From 20f08ca564e48c71b1ab0fa4e98bb44a64ff50b5 Mon Sep 17 00:00:00 2001
From: Debanjum <debanjum@gmail.com>
Date: Sat, 17 May 2025 16:24:05 -0700
Subject: [PATCH] Reduce timeouts on calling local and online llms via openai
 api

- Use much larger read, connect timeout if llm served over local url
- Use larger timeout duration than default (5s) for online llms too
  This matches timeout duration increase calls to gemini api
---
 .../processor/conversation/openai/utils.py     | 18 ++++++++++++++++--
 1 file changed, 16 insertions(+), 2 deletions(-)

- _Exercise instructions_:
1: In the patch, what is the default timeout duration?
2: Retype the patch from "From 20f08ca564e48c71b1ab0fa4e98bb44a64ff50b5 Mon" up to and including "insertions(+), 2 deletions(-)".

- _Recorded information_:
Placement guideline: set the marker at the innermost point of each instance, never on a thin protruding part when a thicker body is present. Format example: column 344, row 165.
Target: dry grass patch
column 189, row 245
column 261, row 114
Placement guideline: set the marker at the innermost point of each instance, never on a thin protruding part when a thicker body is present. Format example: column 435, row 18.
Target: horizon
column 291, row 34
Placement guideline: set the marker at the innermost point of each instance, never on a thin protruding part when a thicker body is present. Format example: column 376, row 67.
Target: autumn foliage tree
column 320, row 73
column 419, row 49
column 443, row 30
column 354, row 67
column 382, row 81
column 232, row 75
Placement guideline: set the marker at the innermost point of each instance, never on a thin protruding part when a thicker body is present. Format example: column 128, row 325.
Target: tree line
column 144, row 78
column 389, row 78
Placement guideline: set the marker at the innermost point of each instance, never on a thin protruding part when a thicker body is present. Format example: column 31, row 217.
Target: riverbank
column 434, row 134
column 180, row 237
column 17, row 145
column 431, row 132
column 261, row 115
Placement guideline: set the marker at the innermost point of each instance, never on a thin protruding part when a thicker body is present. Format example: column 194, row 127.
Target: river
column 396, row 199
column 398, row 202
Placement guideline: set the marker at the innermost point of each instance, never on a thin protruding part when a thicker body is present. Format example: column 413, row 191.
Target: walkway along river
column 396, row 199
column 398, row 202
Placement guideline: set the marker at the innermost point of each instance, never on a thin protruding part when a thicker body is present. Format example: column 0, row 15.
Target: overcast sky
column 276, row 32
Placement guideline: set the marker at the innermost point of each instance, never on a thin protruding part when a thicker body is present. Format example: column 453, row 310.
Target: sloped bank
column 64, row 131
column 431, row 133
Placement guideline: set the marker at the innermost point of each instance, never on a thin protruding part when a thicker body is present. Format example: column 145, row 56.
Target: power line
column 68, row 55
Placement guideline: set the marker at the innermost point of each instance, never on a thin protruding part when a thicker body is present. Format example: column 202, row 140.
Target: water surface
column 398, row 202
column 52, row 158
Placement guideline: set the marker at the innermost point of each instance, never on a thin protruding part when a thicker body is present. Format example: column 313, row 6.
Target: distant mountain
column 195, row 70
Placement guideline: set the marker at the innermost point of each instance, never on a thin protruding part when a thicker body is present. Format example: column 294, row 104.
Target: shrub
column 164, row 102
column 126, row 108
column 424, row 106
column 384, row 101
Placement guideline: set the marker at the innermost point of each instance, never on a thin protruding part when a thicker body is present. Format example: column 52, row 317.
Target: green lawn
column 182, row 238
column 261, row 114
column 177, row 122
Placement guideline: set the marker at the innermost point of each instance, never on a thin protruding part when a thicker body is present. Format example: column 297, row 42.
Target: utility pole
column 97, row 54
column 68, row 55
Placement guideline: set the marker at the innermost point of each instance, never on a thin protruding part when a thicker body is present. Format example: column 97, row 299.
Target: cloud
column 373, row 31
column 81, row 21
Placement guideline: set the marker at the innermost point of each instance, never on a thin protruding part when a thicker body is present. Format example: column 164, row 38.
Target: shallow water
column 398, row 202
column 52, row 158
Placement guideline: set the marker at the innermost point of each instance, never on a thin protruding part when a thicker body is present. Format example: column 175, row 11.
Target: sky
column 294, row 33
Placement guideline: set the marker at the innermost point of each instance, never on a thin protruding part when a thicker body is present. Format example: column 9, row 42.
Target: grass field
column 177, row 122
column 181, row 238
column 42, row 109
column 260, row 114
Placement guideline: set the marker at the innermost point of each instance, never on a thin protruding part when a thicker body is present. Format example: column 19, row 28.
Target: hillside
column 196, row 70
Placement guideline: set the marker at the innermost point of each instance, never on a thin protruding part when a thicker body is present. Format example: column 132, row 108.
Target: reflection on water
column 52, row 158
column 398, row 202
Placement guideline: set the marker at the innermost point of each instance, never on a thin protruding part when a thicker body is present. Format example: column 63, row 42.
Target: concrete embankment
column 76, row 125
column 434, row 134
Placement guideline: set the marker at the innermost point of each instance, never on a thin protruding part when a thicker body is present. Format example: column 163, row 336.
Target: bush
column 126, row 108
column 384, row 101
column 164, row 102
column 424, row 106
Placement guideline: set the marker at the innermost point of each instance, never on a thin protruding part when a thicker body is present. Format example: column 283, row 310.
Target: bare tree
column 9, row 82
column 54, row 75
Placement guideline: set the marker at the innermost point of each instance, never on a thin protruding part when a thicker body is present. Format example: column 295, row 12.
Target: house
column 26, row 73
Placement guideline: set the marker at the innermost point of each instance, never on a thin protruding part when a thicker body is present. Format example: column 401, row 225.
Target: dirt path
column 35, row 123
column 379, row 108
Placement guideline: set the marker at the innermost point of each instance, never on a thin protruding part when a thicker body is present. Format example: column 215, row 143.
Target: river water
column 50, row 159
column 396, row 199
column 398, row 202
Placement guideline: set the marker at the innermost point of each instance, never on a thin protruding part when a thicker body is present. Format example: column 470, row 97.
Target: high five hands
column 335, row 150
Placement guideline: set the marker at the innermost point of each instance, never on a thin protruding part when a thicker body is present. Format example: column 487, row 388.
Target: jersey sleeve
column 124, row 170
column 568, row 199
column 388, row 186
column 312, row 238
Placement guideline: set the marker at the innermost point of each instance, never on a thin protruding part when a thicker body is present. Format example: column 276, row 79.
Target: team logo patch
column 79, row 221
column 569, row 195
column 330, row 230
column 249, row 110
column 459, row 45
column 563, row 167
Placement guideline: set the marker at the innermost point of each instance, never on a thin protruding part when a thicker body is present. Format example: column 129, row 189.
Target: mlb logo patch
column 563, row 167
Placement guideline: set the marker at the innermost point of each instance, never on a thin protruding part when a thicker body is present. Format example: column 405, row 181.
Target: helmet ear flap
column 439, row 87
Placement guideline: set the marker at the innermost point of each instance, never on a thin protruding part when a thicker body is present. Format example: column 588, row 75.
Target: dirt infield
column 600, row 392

- _Answers given_:
1: Five seconds (5s).

2:
From 20f08ca564e48c71b1ab0fa4e98bb44a64ff50b5 Mon Sep 17 00:00:00 2001
From: Debanjum <debanjum@gmail.com>
Date: Sat, 17 May 2025 16:24:05 -0700
Subject: [PATCH] Reduce timeouts on calling local and online llms via openai
 api

- Use much larger read, connect timeout if llm served over local url
- Use larger timeout duration than default (5s) for online llms too
  This matches timeout duration increase calls to gemini api
---
 .../processor/conversation/openai/utils.py     | 18 ++++++++++++++++--
 1 file changed, 16 insertions(+), 2 deletions(-)